Work to complete: In the text on eating disorders and psychoeducation, what are leaders in eating disorder treatment adding to their programs and assessment practices?

Study text:
═══

Because dieting is such a part of everyday life for Americans, especially girls and women, it is all too easy for parents and family members to dismiss disordered eating behavior as “just a phase” by a temperamental teenager, or even worse, might be encouraged in a misguided attempt at promoting better health. Eating disorders commonly include a sense of perfectionism that can hide disordered behavior behind a façade of achievement; the loved ones of a person hiding for example bulimia nervosa symptoms might think that because they are doing well at work, there is no sign of mental illness – and from there the disorder goes untreated.

To dissuade the stereotype that people with eating disorders do not need treatment for their mental illness, leaders in the field of eating disorder treatment are implementing psychoeducational components to their programs and assessment practices.

What Is Psychoeducation?

A central part of psychotherapy, psychoeducation is training provided that facilitates understanding of psychology. Information provided by psychoeducation helps people with ED, and their loved ones understand the biological causes of mental illnesses as they related to an eating disorder. Greater understanding of the causes of their disorder can help clients identify disordered thoughts and behavior, and gain motivation to get better. Psychoeducation stresses the importance, especially for outpatient or day treatment programs,that they attend all counseling sessions, take medications as prescribed, and employ the mindfulness and cognitive retraining exercises they learn in treatment.

═══

Data for analysis:
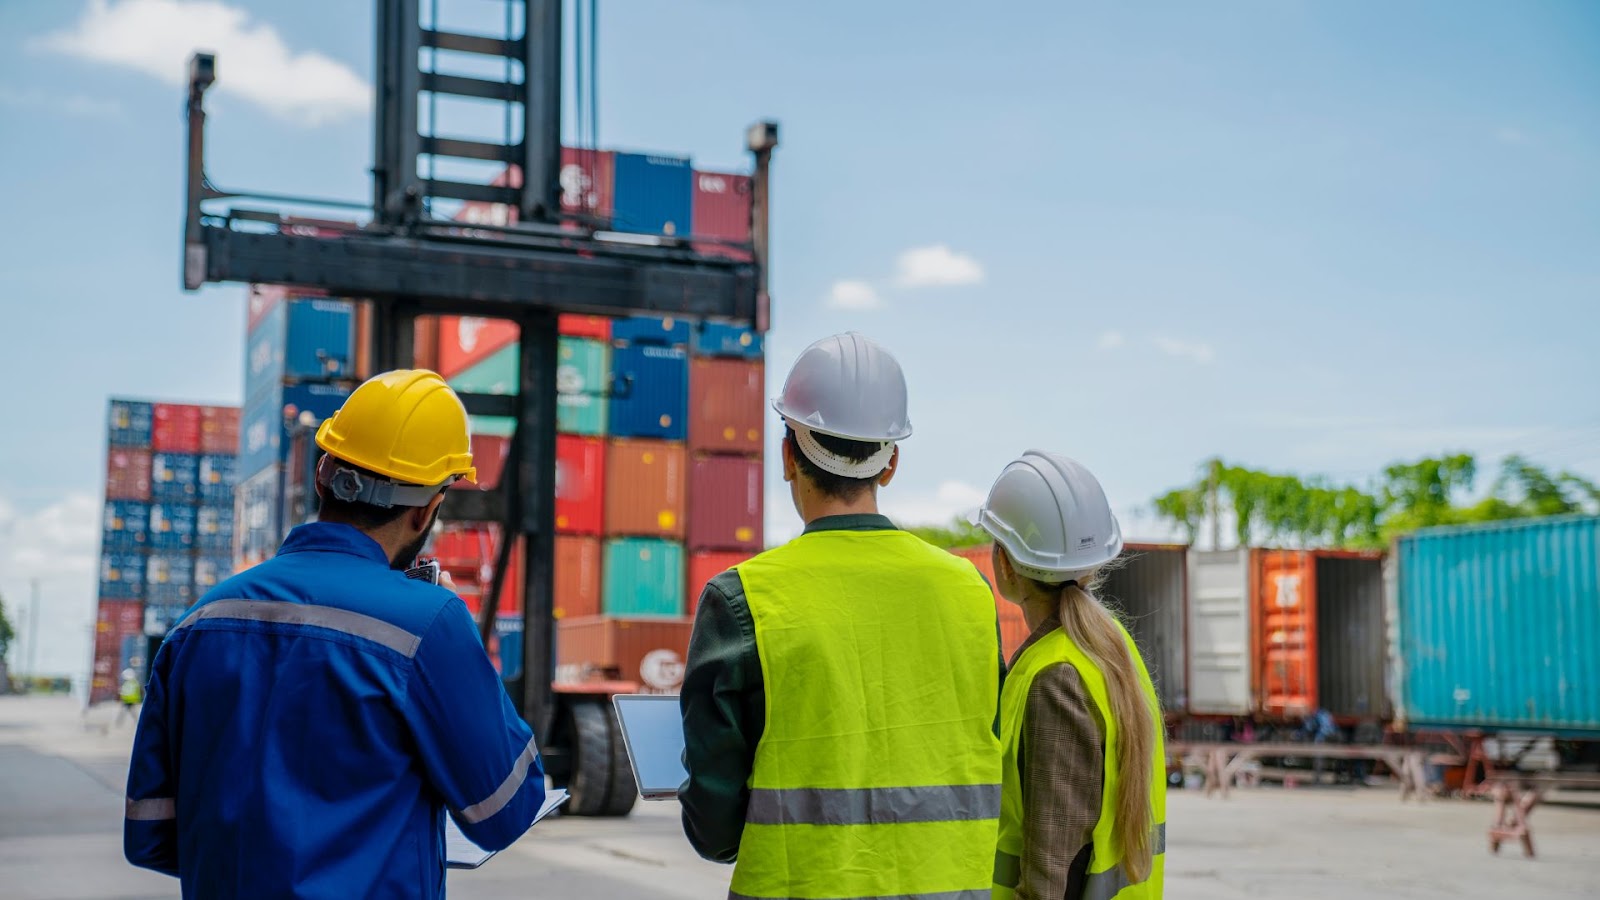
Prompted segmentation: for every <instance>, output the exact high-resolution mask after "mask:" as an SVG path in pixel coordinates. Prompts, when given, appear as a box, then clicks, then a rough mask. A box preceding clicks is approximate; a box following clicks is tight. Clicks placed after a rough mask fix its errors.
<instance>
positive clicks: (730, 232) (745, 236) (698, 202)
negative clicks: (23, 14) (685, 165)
mask: <svg viewBox="0 0 1600 900" xmlns="http://www.w3.org/2000/svg"><path fill="white" fill-rule="evenodd" d="M754 195H755V194H754V187H752V181H750V176H747V175H725V173H720V171H696V173H694V199H693V207H691V213H690V215H691V223H693V231H694V237H722V239H726V240H738V242H749V240H750V202H752V199H754ZM694 251H696V253H704V255H707V256H726V258H730V259H739V261H746V263H747V261H750V253H749V251H747V250H738V248H733V247H728V245H723V243H710V242H696V243H694Z"/></svg>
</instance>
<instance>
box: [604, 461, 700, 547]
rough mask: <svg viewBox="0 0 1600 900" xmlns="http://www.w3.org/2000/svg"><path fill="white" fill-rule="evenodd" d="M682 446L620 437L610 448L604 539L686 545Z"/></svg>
mask: <svg viewBox="0 0 1600 900" xmlns="http://www.w3.org/2000/svg"><path fill="white" fill-rule="evenodd" d="M685 463H686V453H685V450H683V445H682V444H675V442H669V440H645V439H634V437H616V439H613V440H611V445H610V447H608V448H606V464H605V472H606V480H605V533H606V536H646V538H677V540H683V490H685V487H686V482H688V472H686V471H685V468H686V466H685Z"/></svg>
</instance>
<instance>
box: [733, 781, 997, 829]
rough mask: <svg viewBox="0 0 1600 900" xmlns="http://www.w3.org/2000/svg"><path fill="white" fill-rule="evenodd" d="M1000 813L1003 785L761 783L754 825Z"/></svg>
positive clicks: (953, 821) (897, 824) (971, 816)
mask: <svg viewBox="0 0 1600 900" xmlns="http://www.w3.org/2000/svg"><path fill="white" fill-rule="evenodd" d="M982 818H1000V785H931V786H923V788H757V790H754V791H750V802H749V806H747V807H746V814H744V822H746V823H749V825H906V823H910V822H971V820H982Z"/></svg>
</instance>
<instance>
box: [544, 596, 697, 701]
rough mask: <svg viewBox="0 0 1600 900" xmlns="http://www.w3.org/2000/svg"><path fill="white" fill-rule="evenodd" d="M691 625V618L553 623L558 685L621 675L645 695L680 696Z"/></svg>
mask: <svg viewBox="0 0 1600 900" xmlns="http://www.w3.org/2000/svg"><path fill="white" fill-rule="evenodd" d="M693 626H694V623H693V620H688V618H613V617H603V615H595V617H589V618H563V620H562V621H558V623H555V681H557V682H582V681H594V679H606V677H621V679H624V681H632V682H638V685H640V689H642V690H643V692H645V693H677V690H678V687H682V685H683V658H685V657H688V652H690V631H691V629H693Z"/></svg>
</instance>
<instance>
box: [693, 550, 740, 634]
mask: <svg viewBox="0 0 1600 900" xmlns="http://www.w3.org/2000/svg"><path fill="white" fill-rule="evenodd" d="M752 556H755V554H750V552H736V551H720V549H718V551H701V552H693V554H690V583H688V585H686V591H683V596H685V597H688V610H690V618H693V617H694V610H698V609H699V596H701V591H704V589H706V585H707V583H709V581H710V580H712V578H715V577H718V575H722V573H723V572H726V570H730V569H733V567H734V565H739V564H741V562H744V560H746V559H750V557H752Z"/></svg>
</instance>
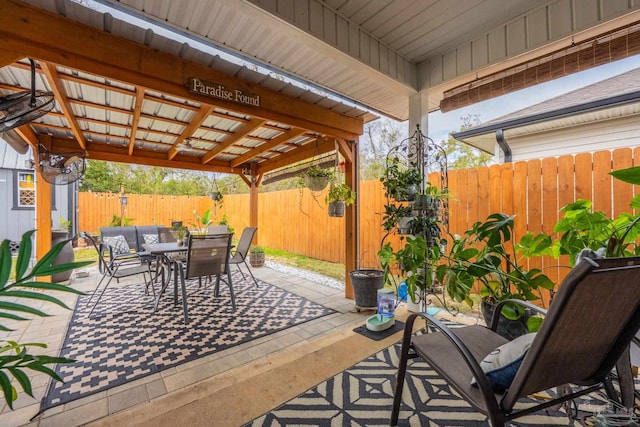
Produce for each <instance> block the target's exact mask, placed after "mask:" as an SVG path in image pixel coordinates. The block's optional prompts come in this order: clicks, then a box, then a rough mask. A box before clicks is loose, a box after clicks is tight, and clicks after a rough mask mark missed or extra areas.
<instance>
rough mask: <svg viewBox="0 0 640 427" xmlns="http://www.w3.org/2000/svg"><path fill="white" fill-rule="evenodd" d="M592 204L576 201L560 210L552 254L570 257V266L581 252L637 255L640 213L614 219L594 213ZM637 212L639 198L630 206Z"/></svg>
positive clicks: (604, 254)
mask: <svg viewBox="0 0 640 427" xmlns="http://www.w3.org/2000/svg"><path fill="white" fill-rule="evenodd" d="M592 206H593V204H592V202H591V201H589V200H583V199H579V200H576V201H575V202H573V203H569V204H568V205H566V206H564V207H562V209H560V211H561V212H563V213H564V216H563V218H562V219H561V220H560V221H558V223H556V225H555V227H554V231H555V232H556V233H560V238H559V239H558V240H556V241H555V242H554V245H553V253H554V256H555V257H556V258H557V257H558V256H560V255H569V265H570V266H573V265H574V264H575V261H576V257H577V255H578V254H579V253H580V251H582V250H583V249H591V250H593V251H598V250H601V255H602V256H605V257H625V256H634V255H638V254H640V247H639V246H638V244H637V239H638V238H639V237H640V214H636V215H632V214H630V213H627V212H624V213H621V214H620V215H618V217H617V218H609V217H607V215H606V214H605V213H604V212H600V211H593V209H592ZM629 206H630V207H631V208H632V209H640V195H638V196H635V197H634V198H633V199H632V200H631V204H630V205H629Z"/></svg>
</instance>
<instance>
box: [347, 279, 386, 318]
mask: <svg viewBox="0 0 640 427" xmlns="http://www.w3.org/2000/svg"><path fill="white" fill-rule="evenodd" d="M349 276H350V277H351V284H353V293H354V296H355V299H356V310H358V311H360V309H361V308H365V309H377V307H378V289H382V286H383V285H384V271H382V270H353V271H351V272H349Z"/></svg>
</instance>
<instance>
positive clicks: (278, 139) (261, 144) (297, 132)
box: [231, 128, 304, 167]
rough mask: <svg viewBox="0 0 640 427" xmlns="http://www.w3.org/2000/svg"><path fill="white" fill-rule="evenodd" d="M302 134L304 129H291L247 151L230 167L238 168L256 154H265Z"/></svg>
mask: <svg viewBox="0 0 640 427" xmlns="http://www.w3.org/2000/svg"><path fill="white" fill-rule="evenodd" d="M302 134H304V129H299V128H293V129H290V130H288V131H286V132H284V133H283V134H282V135H278V136H276V137H275V138H273V139H271V140H269V141H267V142H265V143H264V144H260V145H258V146H257V147H256V148H254V149H252V150H249V151H247V152H246V153H244V154H243V155H241V156H238V157H237V158H235V159H234V160H232V161H231V166H233V167H238V166H240V165H241V164H243V163H244V162H246V161H247V160H249V159H252V158H254V157H256V156H257V155H258V154H261V153H265V152H267V151H269V150H271V149H273V148H276V147H277V146H279V145H282V144H284V143H286V142H287V141H290V140H292V139H293V138H297V137H298V136H300V135H302Z"/></svg>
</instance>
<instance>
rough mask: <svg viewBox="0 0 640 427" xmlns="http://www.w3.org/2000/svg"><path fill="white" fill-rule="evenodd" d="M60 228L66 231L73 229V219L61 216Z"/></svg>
mask: <svg viewBox="0 0 640 427" xmlns="http://www.w3.org/2000/svg"><path fill="white" fill-rule="evenodd" d="M60 228H61V229H62V230H65V231H71V221H69V220H67V219H65V218H64V217H63V216H61V217H60Z"/></svg>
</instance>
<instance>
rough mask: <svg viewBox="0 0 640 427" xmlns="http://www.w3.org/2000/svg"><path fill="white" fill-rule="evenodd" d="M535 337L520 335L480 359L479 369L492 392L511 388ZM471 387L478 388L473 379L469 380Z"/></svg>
mask: <svg viewBox="0 0 640 427" xmlns="http://www.w3.org/2000/svg"><path fill="white" fill-rule="evenodd" d="M535 337H536V334H535V332H534V333H529V334H525V335H522V336H520V337H518V338H516V339H514V340H513V341H509V342H508V343H506V344H503V345H501V346H500V347H498V348H496V349H495V350H493V351H492V352H491V353H489V354H488V355H486V356H485V358H484V359H482V361H481V362H480V367H481V368H482V370H483V372H484V373H485V374H486V375H487V379H488V380H489V383H490V384H491V386H492V387H493V391H494V392H496V393H504V391H505V390H506V389H508V388H509V387H510V386H511V383H512V382H513V379H514V378H515V376H516V373H517V372H518V369H519V368H520V365H521V364H522V360H523V359H524V356H525V355H526V354H527V351H529V348H530V347H531V343H532V342H533V339H534V338H535ZM471 385H472V386H474V387H477V386H478V384H477V382H476V379H475V377H473V378H472V379H471Z"/></svg>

═══

Written solution: Psychoeducational components.